◆ **TASK LIST**
A) In the court opinion passage on the transfer ruling, which court may Granger petition for a writ of mandamus?
B) Translate this sentence from the court opinion passage on the transfer ruling into Spanish: "Nothing in the record before this Court gives any indication that the Ohio court's decision to transfer was incorrect."
C) Extend the court opinion passage on the transfer ruling by writing what follows its final sentence.

◆ **DOCUMENT PASSAGE**
=-=-=
In her January 4th Opinion and Order, Judge King determined that the Ohio patent action between these parties could have been brought here, and further determined that, despite Granger's subsequent choice of Ohio as a forum, the relevant factors all strongly weighed in favor of transfer to this Court for consolidation with this case. Nothing in the record before this Court gives any indication that the Ohio court's decision to transfer was incorrect. Moreover, one of Granger's chief arguments for transfer, that sole New Jersey defendant, GSHP, has settled out of the case, appears to be premature. (See Pl. Surreply Br. in Opp'n at 2 n.1 (disputing that there is even a settlement in principle with GSHP).) Even assuming, arguendo, that there was an error, Granger may not seek review of that ruling here. Granger may either seek reconsideration in the Southern District of Ohio, which already has been done, *fn3 or else may petition the Sixth Circuit Court of Appeals for a writ of mandamus. See Hayman Cash Register, 669 F.2d at 168-69.
=-=-=
◆ **MATERIAL PROVIDED**
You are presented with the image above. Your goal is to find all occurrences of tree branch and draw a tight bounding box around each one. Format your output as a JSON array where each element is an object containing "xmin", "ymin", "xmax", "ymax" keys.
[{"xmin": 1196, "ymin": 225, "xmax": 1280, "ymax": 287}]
=-=-=
◆ **ANSWERS IN ORDER**
A) The Sixth Circuit Court of Appeals.

B) Nada en el expediente ante este Tribunal indica que la decisión del tribunal de Ohio de transferir el caso haya sido incorrecta.

C)
CONCLUSION

Based on the foregoing, the motion of defendants Mark Granger and Granger Associates to transfer venue in this case to the Southern District of Ohio will be denied. The accompanying Order is entered.

JEROME B. SIMANDLE U.S. DISTRICT JUDGE

THE ORDER

THIS MATTER having come before the Court on motion of defendants Granger & Associates, Inc. and Mark S. Granger, to transfer venue in this case to the United States District Court for the Southern District of Ohio, Eastern Division, for consolidation with the related case of Granger & Assocs., Inc. v. Marion Steel Co., Civ. No. 00-355; and the Court having reviewed the parties' submissions; and for the reasons discussed in today's Opinion in this case;

IT IS this 6th day of February, 2001, hereby ORDERED that the motion to transfer venue is DENIED.